> [Required work]
When the string "acoustic" occurs in a line of the records, show that line.

[Input material Boundary: Start]

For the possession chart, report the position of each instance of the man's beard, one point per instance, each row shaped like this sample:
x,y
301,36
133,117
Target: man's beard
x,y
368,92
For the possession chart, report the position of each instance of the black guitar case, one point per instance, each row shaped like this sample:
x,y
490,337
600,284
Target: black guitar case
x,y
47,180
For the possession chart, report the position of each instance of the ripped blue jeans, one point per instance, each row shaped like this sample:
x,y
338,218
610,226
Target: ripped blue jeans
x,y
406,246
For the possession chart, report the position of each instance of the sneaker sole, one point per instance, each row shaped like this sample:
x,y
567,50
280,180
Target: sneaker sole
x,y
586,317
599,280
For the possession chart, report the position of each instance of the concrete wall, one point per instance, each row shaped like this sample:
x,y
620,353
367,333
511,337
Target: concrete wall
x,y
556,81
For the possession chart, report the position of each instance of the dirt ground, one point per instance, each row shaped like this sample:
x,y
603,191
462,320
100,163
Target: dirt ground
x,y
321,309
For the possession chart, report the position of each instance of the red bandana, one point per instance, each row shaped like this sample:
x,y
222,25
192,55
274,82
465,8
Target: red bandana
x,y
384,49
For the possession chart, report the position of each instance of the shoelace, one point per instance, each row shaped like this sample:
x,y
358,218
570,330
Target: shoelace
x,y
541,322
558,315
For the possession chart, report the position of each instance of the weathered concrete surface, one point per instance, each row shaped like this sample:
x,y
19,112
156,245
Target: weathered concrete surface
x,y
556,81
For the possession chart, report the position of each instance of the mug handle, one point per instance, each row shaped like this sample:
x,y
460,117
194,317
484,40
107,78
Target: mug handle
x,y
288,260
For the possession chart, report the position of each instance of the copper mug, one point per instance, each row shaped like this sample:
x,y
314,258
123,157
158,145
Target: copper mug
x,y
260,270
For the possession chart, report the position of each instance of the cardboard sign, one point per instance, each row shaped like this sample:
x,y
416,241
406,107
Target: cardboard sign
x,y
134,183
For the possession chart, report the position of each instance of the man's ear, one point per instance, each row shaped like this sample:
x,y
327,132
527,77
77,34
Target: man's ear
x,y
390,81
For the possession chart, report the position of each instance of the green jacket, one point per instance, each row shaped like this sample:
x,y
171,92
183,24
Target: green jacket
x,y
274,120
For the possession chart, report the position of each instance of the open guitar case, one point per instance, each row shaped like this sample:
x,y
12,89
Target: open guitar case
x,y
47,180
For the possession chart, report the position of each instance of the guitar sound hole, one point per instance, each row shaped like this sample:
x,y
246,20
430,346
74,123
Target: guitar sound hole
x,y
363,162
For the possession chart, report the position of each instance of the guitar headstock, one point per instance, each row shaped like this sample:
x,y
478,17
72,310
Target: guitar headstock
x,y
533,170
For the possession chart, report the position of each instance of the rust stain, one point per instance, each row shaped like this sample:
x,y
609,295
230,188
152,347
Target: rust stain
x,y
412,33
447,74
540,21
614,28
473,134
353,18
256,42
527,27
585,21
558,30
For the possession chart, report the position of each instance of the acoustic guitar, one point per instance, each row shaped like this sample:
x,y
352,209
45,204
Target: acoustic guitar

[Input material Boundary: End]

> [Answer below]
For the possession chart, report the position of each instance of the acoustic guitar, one point per instance, each row shaped like this sample:
Target: acoustic guitar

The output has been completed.